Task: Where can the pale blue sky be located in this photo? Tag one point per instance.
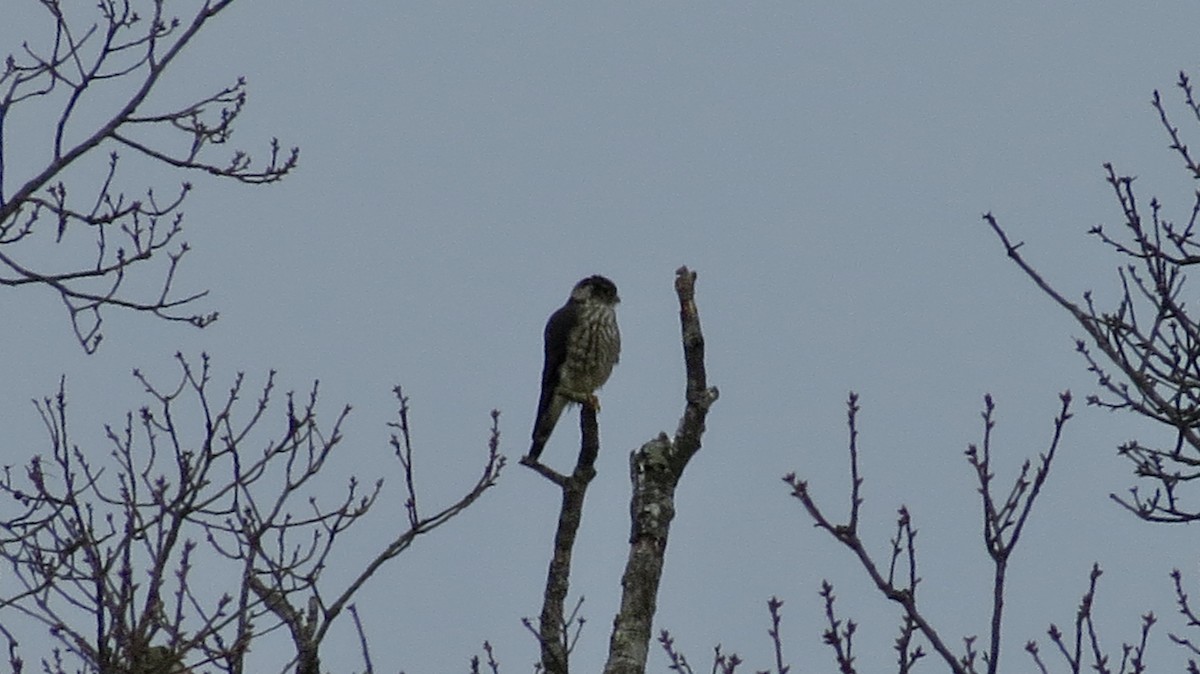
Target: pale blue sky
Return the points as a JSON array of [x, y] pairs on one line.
[[821, 166]]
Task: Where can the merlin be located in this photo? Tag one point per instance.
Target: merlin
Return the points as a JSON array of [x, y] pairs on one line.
[[582, 344]]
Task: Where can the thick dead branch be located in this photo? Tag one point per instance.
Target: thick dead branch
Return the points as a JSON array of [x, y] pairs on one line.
[[655, 470]]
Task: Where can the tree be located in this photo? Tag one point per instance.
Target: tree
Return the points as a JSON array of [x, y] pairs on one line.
[[654, 470], [1145, 354], [103, 554], [112, 251]]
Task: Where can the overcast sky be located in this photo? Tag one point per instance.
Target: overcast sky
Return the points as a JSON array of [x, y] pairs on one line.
[[821, 166]]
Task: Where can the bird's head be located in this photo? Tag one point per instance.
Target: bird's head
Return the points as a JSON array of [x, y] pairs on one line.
[[595, 289]]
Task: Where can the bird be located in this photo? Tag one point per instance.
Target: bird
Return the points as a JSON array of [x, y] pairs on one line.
[[582, 344]]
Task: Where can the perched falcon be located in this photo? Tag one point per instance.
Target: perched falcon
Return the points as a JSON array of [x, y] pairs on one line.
[[582, 344]]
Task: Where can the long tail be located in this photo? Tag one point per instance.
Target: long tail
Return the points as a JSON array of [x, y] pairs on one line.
[[550, 408]]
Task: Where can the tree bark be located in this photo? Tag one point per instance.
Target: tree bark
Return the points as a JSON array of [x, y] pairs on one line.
[[655, 470]]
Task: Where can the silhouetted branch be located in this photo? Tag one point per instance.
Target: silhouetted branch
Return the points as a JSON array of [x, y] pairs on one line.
[[552, 631], [1003, 519], [655, 469], [103, 554], [105, 241], [1145, 351], [1083, 650]]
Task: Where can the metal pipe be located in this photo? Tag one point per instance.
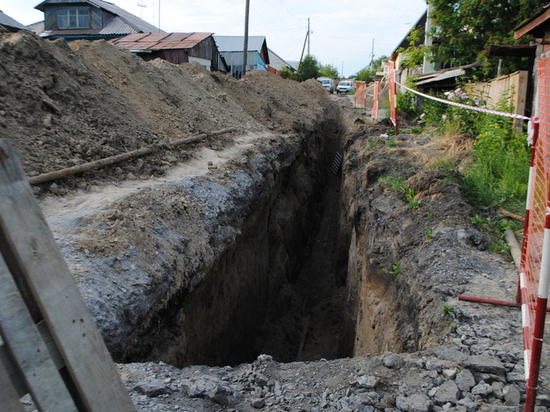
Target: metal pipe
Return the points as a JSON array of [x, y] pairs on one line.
[[492, 301], [47, 177]]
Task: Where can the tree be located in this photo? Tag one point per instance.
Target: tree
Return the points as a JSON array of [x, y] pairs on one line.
[[329, 71], [463, 29], [367, 74], [308, 69], [414, 54], [288, 73]]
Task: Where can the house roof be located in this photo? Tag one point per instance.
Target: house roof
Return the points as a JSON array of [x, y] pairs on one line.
[[7, 21], [160, 41], [124, 22], [537, 25], [278, 62], [421, 22], [236, 43], [440, 75]]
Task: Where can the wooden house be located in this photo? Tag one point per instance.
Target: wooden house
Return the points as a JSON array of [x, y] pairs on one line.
[[232, 49], [176, 48], [89, 20]]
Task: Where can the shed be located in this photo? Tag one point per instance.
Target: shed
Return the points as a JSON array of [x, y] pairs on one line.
[[277, 63], [176, 48], [232, 48], [89, 20]]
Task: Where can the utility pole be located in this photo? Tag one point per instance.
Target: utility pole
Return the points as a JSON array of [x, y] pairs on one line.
[[306, 41], [308, 37], [140, 4], [245, 50], [372, 54]]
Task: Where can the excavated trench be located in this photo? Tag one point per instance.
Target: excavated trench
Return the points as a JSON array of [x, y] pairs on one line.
[[278, 288]]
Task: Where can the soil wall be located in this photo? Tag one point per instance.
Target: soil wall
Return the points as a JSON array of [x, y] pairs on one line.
[[220, 321], [390, 290]]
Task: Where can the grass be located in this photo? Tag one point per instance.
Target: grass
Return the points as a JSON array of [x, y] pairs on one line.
[[396, 184], [447, 309], [395, 268]]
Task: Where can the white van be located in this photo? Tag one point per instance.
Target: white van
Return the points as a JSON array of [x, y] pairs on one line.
[[327, 83]]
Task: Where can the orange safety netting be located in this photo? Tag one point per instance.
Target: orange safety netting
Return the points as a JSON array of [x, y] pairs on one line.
[[532, 250]]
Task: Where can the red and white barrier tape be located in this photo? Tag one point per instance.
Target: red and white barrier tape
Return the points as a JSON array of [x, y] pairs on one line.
[[468, 107]]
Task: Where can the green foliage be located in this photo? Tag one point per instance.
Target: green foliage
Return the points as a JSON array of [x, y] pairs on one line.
[[455, 119], [465, 28], [309, 69], [405, 101], [500, 169], [396, 185], [409, 197], [414, 54], [395, 268], [447, 309], [372, 144], [429, 233], [329, 71]]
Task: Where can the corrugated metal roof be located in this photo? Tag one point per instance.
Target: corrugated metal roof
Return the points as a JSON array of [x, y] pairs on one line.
[[135, 23], [7, 21], [159, 41], [277, 62], [236, 43], [117, 26]]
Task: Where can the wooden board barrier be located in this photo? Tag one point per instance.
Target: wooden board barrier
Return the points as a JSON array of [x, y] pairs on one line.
[[51, 346]]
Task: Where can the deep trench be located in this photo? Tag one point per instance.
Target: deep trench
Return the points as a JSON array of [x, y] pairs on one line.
[[279, 290]]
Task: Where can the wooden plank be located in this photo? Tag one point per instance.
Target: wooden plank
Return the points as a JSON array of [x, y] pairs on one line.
[[13, 373], [30, 251], [29, 351], [12, 370], [8, 394]]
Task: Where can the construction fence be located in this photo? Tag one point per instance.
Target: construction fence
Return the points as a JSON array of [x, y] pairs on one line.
[[534, 277]]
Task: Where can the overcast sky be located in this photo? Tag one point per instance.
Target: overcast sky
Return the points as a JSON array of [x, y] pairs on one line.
[[342, 31]]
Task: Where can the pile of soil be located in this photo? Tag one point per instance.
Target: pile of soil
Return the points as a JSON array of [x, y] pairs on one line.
[[64, 105], [144, 234]]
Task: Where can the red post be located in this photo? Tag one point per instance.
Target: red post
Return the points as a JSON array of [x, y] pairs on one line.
[[392, 94]]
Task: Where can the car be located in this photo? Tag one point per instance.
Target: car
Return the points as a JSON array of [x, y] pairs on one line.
[[344, 86], [327, 83]]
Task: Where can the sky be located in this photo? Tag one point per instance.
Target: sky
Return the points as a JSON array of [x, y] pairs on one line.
[[342, 32]]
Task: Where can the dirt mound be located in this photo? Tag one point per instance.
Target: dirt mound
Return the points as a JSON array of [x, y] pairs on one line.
[[64, 105]]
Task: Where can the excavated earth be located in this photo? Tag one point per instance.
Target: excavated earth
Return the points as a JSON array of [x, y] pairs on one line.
[[238, 272]]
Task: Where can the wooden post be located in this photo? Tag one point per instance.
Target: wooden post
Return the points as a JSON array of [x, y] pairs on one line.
[[245, 50]]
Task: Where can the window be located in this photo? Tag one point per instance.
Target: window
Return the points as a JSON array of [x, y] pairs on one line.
[[73, 18]]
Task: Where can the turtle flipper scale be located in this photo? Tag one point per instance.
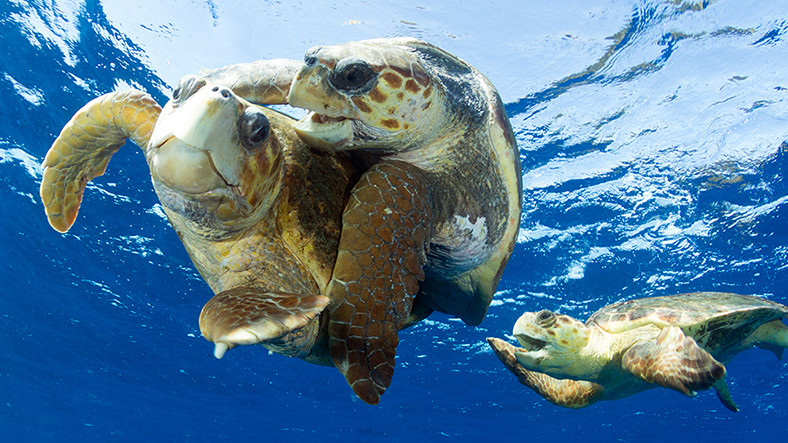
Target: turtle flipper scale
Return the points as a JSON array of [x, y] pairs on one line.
[[673, 361], [266, 82], [567, 393], [385, 230], [246, 316], [85, 145]]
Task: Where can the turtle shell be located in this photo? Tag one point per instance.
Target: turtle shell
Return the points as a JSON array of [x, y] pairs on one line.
[[697, 313]]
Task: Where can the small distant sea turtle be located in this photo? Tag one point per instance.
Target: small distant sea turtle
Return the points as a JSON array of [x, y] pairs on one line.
[[443, 190], [679, 342]]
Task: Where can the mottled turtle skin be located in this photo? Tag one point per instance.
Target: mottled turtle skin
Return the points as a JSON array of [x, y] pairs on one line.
[[681, 342], [258, 212]]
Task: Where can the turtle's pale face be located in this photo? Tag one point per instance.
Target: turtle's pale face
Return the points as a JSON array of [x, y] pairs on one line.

- - -

» What is needed
Rewrite the lines from the one containing "Task: Where can the house" through the one containing "[[396, 184], [447, 309], [395, 268]]", both included, changing every "soil wall" to "dirt wall" and leaving everything else as it is. Return only those lines.

» Exercise result
Task: Where can the house roof be located in this photo? Tag one point per instance.
Target: house roof
Return the points as a JSON array of [x, y] pairs on one line.
[[7, 21], [160, 41], [124, 22], [537, 25], [278, 62], [421, 22], [236, 43], [440, 75]]
Task: Where can the wooden house be located in this photo? Tag one point per instance.
Target: wooden house
Return the points as a JSON array of [x, y] pairs on one line.
[[232, 49], [176, 48], [89, 20]]
Task: Where can the shed be located in this photo? Tag one point per instance.
Target: shed
Return the points as a JSON array of [x, y] pairs on one line.
[[277, 63], [176, 48], [232, 48], [89, 20]]
Task: Where can the utility pole be located in this photo? Tag one point per instance.
Target: utility pole
Return the points as a JSON array of [x, y] pairs on one line.
[[306, 41], [308, 37], [140, 4], [245, 50], [372, 54]]
Task: Where can the excavated trench be located in this photo? Tag one point per instance.
Target: excavated trench
Return the points as a JSON array of [x, y] pairs on one line.
[[278, 288]]
Task: Where can the dirt wall be located in this photo? Tag one point per instance.
Target: dirt wall
Return the points as a JSON array of [x, y] pairs on one line.
[[220, 321], [390, 290]]
Task: Where can the grass be located in this photo? Tag one point per instance.
Target: grass
Return the points as a JSON array of [x, y] pairs on one line.
[[396, 184], [447, 309], [395, 268]]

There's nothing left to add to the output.